▸ MATERIAL TO PROCESS
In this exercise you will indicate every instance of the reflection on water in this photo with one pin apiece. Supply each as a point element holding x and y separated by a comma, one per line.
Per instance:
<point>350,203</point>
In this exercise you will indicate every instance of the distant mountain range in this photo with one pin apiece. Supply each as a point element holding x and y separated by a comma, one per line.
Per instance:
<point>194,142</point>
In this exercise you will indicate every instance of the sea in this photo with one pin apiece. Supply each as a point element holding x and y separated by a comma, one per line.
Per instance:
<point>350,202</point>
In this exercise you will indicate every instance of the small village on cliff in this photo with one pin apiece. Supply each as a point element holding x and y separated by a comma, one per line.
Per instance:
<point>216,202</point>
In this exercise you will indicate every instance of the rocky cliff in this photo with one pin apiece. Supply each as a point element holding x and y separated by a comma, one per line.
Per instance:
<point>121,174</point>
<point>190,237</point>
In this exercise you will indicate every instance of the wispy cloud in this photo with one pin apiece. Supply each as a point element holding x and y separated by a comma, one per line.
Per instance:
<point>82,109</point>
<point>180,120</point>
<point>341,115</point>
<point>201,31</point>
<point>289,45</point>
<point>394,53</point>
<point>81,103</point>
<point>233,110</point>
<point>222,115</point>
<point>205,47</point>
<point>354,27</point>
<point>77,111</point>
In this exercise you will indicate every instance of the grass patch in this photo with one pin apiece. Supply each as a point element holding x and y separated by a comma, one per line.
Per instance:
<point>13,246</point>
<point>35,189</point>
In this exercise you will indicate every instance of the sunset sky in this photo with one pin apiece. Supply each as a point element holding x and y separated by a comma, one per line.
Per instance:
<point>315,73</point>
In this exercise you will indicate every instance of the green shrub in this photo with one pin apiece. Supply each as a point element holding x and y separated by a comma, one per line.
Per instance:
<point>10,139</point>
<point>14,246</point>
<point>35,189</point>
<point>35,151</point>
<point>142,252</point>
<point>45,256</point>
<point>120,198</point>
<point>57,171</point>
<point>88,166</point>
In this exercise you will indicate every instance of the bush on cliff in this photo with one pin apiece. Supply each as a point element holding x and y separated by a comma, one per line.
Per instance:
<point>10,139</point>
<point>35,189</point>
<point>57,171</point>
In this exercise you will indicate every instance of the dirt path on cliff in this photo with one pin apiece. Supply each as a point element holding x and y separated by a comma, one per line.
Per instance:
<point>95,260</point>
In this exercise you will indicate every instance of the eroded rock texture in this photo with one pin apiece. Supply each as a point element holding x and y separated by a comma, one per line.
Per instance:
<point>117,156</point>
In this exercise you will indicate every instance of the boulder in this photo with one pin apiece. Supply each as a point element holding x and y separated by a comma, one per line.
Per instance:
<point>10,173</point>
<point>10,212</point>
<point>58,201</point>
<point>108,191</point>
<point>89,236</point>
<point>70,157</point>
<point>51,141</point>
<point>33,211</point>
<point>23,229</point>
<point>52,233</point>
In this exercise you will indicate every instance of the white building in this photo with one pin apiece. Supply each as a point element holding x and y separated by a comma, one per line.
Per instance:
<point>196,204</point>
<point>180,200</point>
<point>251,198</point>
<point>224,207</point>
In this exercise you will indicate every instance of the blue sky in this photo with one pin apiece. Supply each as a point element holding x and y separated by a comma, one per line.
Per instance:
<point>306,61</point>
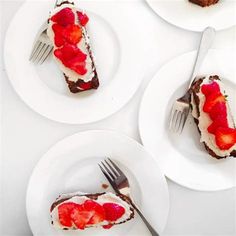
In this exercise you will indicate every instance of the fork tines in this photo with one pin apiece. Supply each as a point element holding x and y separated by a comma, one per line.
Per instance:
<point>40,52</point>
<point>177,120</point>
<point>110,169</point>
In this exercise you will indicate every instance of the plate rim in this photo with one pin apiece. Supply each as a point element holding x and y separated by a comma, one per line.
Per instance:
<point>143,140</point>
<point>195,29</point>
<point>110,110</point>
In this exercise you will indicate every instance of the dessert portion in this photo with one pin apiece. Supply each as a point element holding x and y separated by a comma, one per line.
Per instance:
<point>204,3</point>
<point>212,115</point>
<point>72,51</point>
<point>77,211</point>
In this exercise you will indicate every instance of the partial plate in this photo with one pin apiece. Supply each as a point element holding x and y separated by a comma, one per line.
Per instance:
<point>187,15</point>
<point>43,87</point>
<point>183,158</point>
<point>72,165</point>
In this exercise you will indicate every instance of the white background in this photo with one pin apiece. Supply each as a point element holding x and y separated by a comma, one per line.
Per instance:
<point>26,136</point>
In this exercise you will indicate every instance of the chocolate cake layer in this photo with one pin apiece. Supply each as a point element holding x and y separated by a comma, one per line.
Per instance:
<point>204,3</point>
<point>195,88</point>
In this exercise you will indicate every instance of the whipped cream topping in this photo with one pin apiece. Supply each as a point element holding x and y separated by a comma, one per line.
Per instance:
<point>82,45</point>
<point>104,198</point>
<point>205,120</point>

--

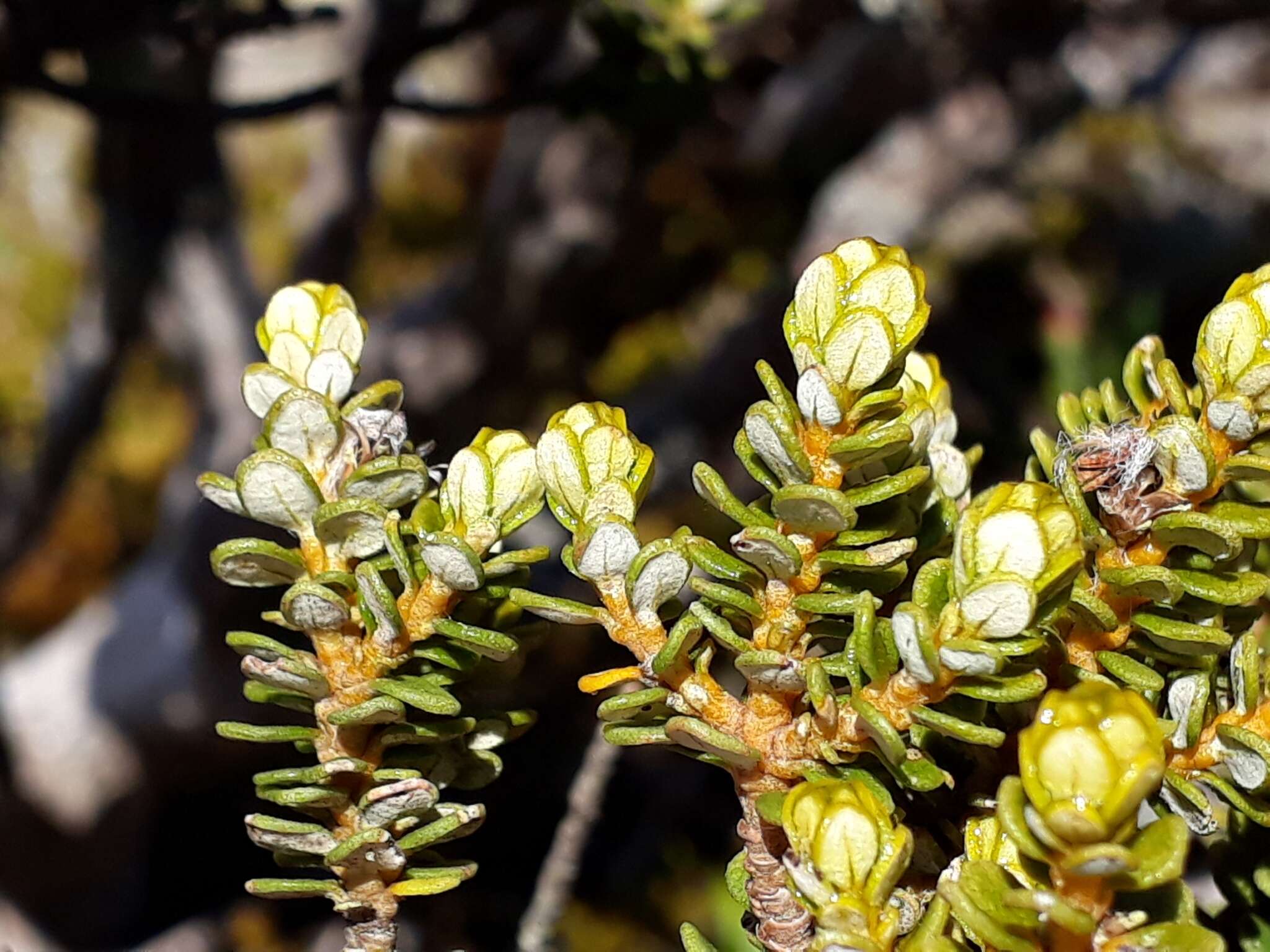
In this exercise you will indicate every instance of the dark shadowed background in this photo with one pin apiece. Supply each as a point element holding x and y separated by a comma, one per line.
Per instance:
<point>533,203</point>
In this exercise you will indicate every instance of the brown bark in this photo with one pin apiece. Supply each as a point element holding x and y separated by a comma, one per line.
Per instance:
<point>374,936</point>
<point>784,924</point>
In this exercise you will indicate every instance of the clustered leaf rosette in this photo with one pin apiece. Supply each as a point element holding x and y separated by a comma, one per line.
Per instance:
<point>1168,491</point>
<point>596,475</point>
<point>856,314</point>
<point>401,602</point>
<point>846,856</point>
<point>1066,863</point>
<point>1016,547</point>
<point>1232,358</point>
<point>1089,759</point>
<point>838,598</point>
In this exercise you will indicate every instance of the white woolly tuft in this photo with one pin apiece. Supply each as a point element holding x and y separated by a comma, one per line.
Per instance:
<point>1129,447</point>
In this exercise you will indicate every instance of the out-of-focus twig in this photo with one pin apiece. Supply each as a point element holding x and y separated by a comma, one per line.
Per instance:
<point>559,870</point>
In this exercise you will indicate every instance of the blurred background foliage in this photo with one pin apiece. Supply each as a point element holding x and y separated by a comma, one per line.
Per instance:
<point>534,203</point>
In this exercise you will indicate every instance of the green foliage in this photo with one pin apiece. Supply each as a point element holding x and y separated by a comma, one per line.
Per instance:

--

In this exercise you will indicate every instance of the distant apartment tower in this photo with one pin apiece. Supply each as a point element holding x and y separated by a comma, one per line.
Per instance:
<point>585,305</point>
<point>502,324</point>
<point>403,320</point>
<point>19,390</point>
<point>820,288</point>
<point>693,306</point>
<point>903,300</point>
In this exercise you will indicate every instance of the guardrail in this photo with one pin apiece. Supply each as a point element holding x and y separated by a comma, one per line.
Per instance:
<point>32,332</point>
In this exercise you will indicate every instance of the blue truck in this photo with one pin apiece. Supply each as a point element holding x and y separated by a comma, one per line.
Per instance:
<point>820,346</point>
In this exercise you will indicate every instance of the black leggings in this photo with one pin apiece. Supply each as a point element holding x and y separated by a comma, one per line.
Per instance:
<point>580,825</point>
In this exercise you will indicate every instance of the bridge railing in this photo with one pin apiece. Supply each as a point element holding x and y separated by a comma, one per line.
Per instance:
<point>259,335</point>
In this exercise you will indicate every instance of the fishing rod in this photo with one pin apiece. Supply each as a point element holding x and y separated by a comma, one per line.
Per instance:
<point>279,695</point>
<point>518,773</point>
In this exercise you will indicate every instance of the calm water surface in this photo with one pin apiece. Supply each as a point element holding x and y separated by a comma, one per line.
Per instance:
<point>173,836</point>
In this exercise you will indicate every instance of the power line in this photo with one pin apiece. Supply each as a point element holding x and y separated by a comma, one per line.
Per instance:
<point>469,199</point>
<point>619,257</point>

▸ WORK REQUIRED
List every line in the items above that contains the string "white". Uppercase and lowercase letters count as different.

▸ EXERCISE OUTPUT
In this exercise you will indicate every instance of the white building in this photo with one pin apiece. Supply each as a point element holding x and y separated by a comma, one per line.
In this exercise you will indicate every instance of the white background in this photo with one pin apiece. Supply each as a point element holding x and y separated by a comma, one per line.
In this exercise you will indicate every instance of the white woolly tuft in this photo with one pin apiece. Supply each as a point element holding x and y separated by a comma, one per line.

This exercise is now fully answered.